━━━ TEXTE SOURCE ━━━

Stephen Gould, Lise Davidsen © DR
Vocalement, le plateau est remarquable. Stephen Gould est un formidable Tannhäuser : une voix d’airain, mais capable de nuances quand il le faut, une puissance phénoménale sans trace de fatigue, un vrai respect de la partition. Son Tannhäuser est une flamme qui se consume, sans jamais s’épuiser même à la toute fin, une révolte contre le monde et contre soi-même. Nous tenons probablement là le meilleur interprète du rôle, et depuis longtemps. Lise Davidsen a pour elle une belle projection, un véritable sens de la nuance également, la voix sachant se faire plus douce dans les moments les plus élégiaques. Malheureusement, le timbre n’est pas très beau, un peu trop vibrant. On mettra sur le compte de la chaleur caniculaire un si naturel (dans l’air de l’acte II), démarré un peu bas puis rétabli in extremis. Elena Zhidkova est une Vénus hors norme, format poids-plume, timbre clair, avec une belle projection également, une véritable boule d’énergie. Les trois partenaires se révèlent des acteurs phénoménaux, les deux premiers dans le registre dramatique, la dernière dans une genre plutôt comique. Markus Eiche offre une belle projection, et pourtant son Wolfram, quoique bien chanté mais avec insuffisamment de legato, manque de poésie et d’abandon. Abstraction faite d’un aigu un peu forcé au démarrage, à la limite du graillon, Stephen Milling est un Landgraf impeccable. Les autres rôles ne souffrent aucune réserve.

━━━ DOCUMENTS FOURNIS ━━━

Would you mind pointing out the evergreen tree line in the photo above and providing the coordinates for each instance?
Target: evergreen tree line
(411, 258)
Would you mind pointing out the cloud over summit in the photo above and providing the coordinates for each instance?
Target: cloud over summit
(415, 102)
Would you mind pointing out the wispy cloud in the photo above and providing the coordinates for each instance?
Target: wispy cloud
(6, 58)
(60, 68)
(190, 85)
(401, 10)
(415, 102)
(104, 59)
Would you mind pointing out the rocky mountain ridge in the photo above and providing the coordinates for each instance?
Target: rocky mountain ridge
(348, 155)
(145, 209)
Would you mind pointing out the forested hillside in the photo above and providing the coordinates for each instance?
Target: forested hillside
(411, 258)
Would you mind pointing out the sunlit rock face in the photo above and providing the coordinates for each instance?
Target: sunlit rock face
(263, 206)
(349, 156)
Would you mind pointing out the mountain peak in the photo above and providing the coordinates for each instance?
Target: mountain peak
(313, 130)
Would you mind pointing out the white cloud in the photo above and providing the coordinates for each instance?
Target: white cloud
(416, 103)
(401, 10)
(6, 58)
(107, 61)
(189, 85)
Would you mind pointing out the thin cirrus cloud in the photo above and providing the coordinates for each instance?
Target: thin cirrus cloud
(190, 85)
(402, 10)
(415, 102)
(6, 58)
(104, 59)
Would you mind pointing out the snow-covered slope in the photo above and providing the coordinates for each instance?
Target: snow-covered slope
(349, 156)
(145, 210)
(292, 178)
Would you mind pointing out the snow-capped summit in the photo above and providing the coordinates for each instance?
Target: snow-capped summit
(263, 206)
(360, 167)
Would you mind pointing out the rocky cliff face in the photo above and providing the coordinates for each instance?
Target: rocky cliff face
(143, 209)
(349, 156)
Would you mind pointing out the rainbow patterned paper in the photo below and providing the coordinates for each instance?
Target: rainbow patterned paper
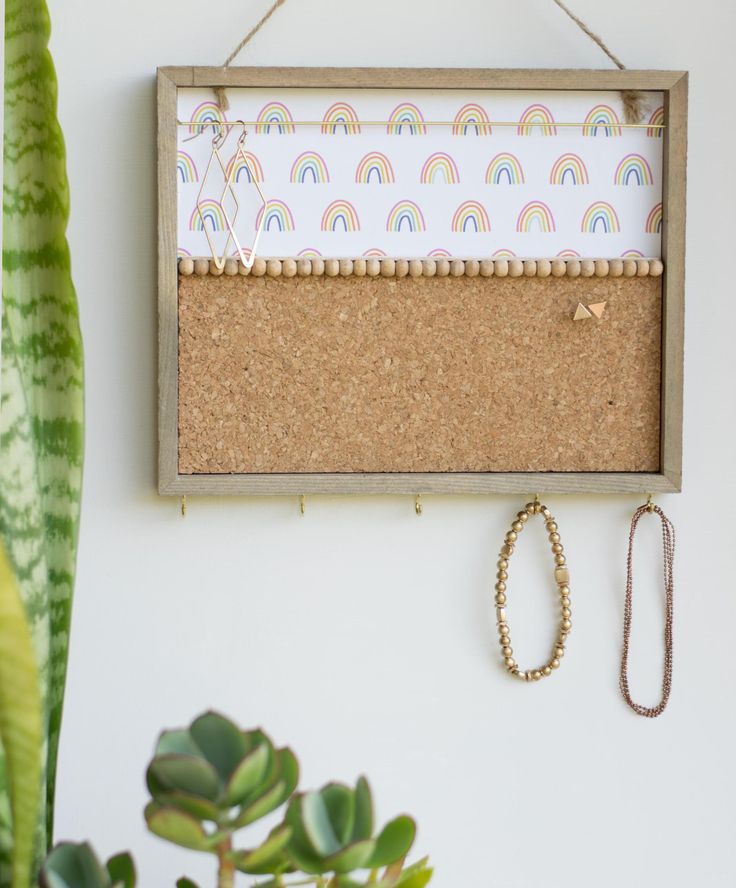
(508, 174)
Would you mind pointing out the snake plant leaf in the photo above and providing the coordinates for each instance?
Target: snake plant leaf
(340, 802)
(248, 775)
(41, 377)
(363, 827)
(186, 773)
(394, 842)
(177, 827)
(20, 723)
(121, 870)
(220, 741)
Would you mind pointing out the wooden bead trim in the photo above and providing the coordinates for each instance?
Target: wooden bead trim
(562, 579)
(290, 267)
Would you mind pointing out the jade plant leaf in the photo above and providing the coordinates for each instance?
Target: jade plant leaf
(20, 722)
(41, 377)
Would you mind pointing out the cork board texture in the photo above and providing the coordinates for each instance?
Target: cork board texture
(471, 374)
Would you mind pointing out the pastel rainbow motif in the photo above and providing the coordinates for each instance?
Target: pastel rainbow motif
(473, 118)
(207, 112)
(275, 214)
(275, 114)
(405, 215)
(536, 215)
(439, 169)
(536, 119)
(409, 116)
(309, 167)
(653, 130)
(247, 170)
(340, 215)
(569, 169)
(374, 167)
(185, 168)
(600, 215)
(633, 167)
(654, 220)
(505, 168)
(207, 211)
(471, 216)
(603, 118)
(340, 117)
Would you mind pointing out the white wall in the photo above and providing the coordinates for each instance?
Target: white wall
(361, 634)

━━━
━━━ DOCUMENTS FOURNIS ━━━

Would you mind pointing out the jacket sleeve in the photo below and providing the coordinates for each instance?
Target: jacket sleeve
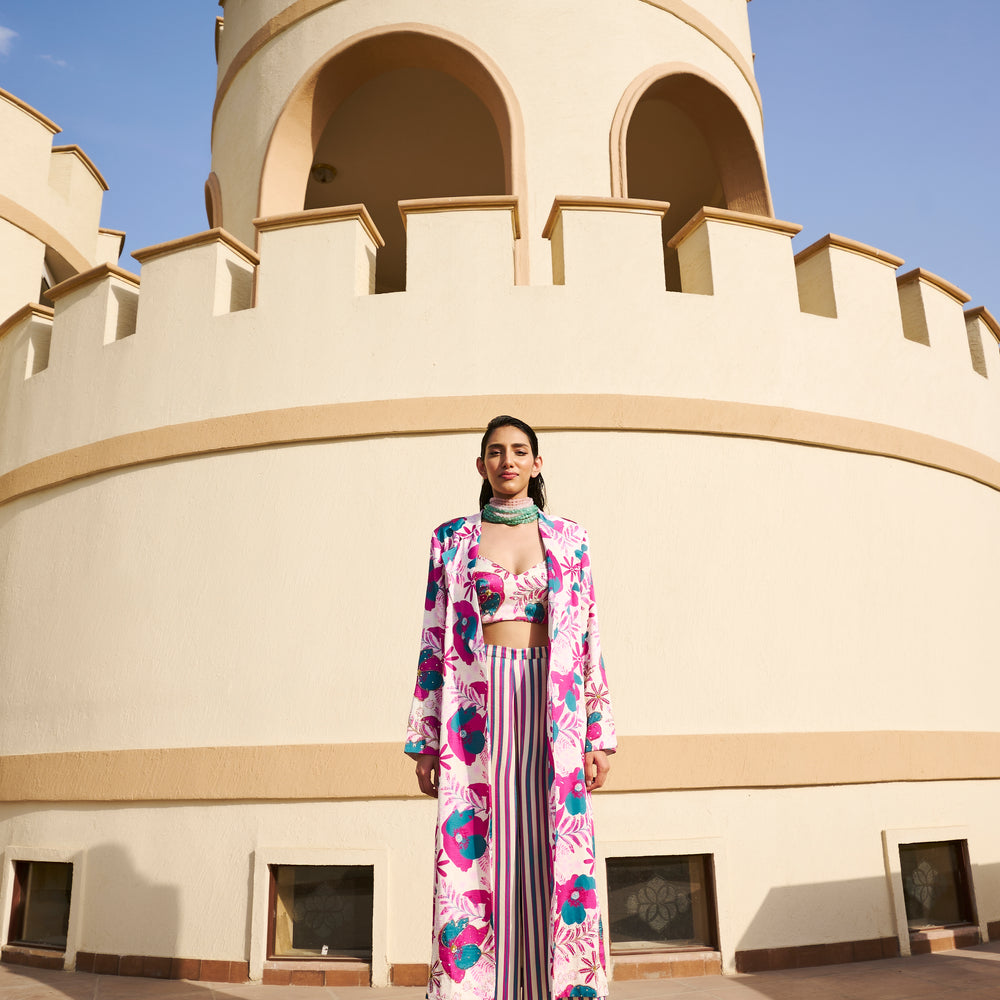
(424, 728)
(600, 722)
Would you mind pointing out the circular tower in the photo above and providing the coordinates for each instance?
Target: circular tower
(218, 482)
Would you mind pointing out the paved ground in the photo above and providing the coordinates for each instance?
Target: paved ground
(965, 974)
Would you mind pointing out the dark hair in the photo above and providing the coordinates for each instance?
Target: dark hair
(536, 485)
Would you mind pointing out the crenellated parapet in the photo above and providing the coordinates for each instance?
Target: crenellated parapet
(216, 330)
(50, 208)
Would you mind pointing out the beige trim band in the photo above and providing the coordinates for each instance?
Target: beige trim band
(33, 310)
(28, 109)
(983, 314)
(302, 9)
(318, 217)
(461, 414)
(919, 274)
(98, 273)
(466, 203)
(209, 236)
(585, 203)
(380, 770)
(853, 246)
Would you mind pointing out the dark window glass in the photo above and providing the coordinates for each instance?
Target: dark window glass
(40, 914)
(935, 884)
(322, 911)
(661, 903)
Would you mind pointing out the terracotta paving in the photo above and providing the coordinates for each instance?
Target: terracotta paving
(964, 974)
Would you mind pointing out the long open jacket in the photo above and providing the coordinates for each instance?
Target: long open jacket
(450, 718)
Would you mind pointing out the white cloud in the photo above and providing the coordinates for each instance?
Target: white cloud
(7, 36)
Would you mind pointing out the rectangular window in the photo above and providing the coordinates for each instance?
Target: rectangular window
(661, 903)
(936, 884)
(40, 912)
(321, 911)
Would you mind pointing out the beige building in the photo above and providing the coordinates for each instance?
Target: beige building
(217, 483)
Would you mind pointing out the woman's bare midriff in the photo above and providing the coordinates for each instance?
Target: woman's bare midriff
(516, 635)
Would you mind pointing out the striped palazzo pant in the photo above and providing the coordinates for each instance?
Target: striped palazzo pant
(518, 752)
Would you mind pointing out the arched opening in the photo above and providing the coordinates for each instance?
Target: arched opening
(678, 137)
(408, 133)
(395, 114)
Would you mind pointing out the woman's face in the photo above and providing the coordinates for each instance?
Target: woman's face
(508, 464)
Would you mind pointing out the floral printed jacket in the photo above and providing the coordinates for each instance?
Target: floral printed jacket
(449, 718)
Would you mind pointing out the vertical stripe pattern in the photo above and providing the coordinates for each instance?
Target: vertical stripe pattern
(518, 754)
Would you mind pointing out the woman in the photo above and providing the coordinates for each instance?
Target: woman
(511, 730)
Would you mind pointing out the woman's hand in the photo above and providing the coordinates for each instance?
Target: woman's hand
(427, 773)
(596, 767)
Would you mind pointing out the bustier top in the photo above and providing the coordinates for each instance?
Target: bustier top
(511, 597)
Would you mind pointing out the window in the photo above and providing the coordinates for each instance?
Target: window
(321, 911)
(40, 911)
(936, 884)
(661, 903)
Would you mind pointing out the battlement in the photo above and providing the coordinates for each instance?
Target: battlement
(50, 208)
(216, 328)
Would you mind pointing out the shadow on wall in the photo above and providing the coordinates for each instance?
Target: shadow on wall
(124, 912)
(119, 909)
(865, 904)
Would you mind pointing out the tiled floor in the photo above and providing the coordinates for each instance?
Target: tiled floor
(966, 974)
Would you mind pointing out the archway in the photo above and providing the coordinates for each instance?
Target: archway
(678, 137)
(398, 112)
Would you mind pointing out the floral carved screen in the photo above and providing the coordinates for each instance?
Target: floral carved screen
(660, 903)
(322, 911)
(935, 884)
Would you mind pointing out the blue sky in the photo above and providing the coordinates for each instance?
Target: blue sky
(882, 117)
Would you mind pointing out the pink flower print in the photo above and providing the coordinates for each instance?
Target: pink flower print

━━━

CONSIGNE
Relevez le nom de tous les chanteurs cités dans la critique de Tannhäuser.

RÉPONSE RÉDIGÉE
Stephen Gould, Lise Davidsen, Elena Zhidkova, Markus Eiche, Stephen Milling.